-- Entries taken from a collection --
▬▬▬▬▬▬
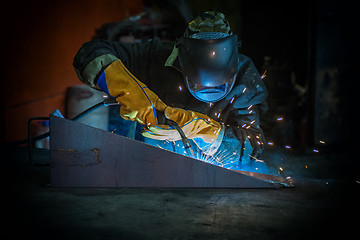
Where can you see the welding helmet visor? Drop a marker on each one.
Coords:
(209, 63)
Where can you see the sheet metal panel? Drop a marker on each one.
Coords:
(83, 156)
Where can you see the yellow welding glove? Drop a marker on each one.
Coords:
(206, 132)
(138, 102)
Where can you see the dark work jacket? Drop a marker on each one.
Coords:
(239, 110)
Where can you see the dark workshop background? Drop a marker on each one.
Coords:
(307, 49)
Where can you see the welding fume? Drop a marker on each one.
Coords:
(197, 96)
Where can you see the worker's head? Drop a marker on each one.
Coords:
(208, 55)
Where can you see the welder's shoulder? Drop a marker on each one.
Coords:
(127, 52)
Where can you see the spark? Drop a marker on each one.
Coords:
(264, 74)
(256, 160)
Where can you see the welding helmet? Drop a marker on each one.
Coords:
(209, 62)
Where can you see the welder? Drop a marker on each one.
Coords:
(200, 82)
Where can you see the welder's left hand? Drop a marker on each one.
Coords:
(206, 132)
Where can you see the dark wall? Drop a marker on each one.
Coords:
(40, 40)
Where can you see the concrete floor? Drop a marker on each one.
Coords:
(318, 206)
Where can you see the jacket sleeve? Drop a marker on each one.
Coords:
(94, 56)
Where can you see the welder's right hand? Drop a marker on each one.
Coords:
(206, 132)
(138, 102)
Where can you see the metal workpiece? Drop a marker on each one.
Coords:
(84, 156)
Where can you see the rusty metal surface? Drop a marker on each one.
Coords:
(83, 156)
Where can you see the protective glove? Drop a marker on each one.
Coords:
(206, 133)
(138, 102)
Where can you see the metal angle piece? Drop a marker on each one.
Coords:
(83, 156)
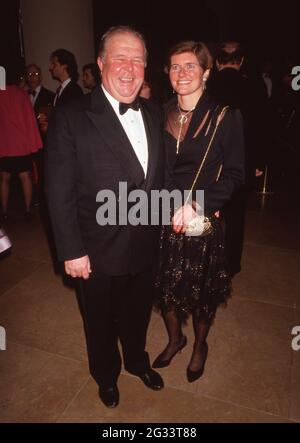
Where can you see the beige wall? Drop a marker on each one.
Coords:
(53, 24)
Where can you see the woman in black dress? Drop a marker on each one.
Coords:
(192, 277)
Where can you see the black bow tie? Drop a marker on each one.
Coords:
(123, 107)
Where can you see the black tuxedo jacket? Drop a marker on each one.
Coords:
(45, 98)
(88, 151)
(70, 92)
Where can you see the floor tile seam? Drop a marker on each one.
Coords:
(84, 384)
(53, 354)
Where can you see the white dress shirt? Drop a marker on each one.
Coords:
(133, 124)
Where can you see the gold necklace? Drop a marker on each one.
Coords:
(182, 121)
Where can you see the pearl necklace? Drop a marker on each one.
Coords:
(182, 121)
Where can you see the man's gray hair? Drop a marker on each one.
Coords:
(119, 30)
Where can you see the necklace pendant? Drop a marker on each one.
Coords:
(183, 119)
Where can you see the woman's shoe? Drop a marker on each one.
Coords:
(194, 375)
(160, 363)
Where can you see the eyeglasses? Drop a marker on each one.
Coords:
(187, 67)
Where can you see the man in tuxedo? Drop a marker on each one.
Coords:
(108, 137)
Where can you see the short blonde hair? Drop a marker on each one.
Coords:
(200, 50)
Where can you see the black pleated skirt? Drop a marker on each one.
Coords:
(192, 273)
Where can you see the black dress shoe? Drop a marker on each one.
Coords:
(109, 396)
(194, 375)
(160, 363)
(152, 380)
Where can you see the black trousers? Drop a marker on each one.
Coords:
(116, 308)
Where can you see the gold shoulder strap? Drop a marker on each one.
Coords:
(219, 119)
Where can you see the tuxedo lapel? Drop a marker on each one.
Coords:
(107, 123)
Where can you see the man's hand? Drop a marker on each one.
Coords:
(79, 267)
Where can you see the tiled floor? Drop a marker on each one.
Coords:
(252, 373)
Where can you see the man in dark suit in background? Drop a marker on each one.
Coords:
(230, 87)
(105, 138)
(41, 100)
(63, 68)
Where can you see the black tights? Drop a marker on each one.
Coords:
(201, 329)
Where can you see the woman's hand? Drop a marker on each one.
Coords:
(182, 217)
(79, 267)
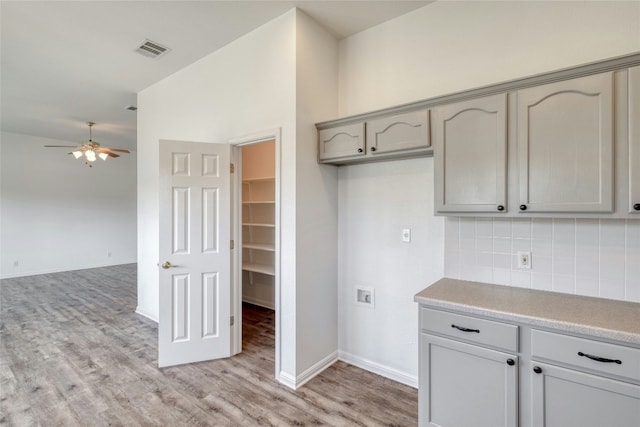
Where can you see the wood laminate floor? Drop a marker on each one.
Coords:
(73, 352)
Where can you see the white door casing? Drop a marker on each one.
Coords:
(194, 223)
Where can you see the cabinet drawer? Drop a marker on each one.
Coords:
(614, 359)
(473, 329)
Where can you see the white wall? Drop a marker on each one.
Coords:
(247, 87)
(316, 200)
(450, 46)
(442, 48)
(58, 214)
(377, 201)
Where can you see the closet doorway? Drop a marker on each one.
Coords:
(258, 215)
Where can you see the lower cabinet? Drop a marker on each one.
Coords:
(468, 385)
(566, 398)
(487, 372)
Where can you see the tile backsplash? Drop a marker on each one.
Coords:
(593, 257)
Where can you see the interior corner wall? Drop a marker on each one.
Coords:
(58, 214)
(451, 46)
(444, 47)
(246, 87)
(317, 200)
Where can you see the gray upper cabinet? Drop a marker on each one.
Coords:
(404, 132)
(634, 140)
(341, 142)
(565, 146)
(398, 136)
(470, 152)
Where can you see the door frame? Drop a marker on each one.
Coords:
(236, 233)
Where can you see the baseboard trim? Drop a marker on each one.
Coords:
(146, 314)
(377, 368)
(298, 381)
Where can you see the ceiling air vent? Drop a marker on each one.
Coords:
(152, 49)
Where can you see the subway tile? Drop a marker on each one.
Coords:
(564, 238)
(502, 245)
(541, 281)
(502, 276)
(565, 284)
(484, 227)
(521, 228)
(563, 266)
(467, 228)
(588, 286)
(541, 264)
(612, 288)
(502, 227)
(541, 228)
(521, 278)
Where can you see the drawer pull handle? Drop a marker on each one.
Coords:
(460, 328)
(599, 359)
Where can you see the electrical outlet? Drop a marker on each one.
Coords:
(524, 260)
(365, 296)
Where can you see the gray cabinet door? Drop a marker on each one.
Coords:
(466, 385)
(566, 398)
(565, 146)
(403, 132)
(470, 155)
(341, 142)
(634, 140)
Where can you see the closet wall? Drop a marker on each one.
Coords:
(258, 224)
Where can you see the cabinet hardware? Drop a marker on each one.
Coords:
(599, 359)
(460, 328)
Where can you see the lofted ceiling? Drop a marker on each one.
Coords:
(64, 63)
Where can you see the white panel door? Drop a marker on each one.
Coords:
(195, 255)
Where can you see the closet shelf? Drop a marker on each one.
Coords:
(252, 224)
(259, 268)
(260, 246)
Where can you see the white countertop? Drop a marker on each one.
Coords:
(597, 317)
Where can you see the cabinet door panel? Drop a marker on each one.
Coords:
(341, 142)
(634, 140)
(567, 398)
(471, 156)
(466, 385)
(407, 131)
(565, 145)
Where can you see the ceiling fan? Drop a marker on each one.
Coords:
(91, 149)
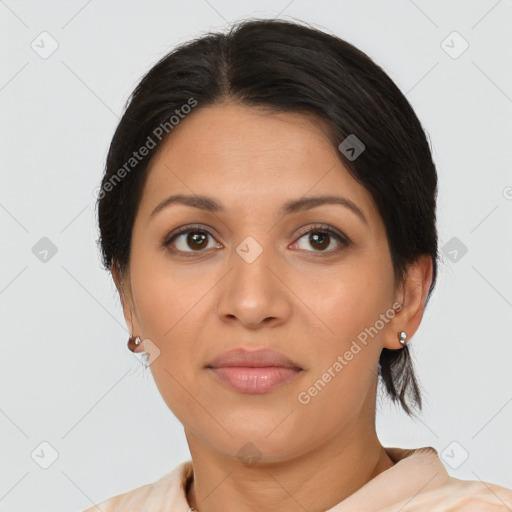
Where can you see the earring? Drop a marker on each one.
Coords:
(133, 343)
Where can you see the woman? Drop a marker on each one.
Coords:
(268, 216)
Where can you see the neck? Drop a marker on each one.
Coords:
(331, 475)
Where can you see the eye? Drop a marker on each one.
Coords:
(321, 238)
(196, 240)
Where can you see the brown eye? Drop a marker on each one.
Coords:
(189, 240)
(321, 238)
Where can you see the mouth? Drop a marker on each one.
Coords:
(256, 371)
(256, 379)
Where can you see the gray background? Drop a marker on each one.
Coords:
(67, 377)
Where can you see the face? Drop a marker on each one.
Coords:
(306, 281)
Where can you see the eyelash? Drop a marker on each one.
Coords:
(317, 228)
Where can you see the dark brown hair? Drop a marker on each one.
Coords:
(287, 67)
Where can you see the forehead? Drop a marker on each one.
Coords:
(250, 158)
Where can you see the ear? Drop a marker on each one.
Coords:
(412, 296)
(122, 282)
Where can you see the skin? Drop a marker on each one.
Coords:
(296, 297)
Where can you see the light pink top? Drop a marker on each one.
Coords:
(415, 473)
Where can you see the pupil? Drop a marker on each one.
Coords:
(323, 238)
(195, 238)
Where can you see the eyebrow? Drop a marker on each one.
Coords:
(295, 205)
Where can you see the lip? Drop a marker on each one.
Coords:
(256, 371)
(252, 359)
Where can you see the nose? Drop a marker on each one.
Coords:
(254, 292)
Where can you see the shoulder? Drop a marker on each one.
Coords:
▬▬▬▬▬▬
-- Work request --
Go through the records and tally the lines that include "metal". Write only the number.

-- Final answer --
4